>> START

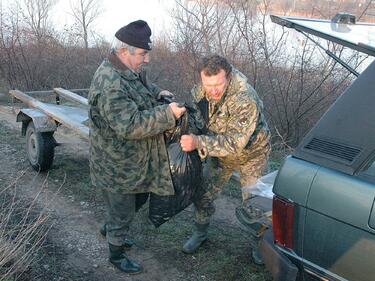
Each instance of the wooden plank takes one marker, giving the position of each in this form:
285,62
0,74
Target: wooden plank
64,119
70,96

>> END
>> START

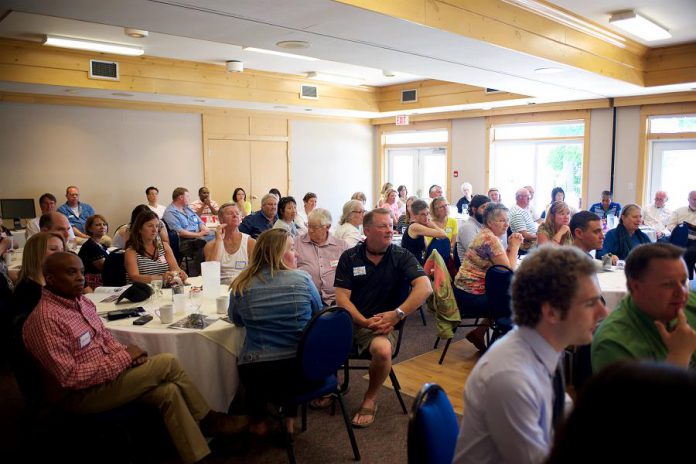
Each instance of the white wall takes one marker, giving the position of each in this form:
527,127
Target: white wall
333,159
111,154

>> END
>> START

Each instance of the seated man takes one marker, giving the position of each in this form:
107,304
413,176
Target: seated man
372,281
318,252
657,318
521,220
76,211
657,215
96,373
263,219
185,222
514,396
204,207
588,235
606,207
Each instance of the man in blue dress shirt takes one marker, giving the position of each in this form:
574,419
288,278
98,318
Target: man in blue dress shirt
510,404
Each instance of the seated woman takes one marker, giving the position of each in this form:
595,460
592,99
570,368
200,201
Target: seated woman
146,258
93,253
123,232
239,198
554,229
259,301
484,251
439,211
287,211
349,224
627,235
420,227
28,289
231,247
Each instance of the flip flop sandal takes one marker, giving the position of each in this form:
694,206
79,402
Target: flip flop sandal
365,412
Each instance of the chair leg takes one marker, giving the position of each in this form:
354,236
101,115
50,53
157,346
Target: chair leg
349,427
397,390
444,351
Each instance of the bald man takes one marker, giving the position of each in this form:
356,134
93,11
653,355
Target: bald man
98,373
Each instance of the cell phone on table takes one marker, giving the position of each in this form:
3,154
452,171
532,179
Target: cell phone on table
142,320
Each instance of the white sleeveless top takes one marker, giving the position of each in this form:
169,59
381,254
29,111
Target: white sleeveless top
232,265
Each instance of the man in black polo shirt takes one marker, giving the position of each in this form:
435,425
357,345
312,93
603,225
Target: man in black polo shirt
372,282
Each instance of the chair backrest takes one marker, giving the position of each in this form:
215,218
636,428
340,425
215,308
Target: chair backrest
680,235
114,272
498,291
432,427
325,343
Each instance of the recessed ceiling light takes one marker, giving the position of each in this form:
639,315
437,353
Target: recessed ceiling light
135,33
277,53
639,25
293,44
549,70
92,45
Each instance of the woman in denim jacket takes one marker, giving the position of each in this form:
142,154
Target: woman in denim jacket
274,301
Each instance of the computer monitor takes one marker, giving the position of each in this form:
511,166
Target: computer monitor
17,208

>> END

Count the lines in the listing above that contain the string "jacket", with case treated as significant. Reply with the number only.

* [OUTPUT FOR THIS EXERCISE] 2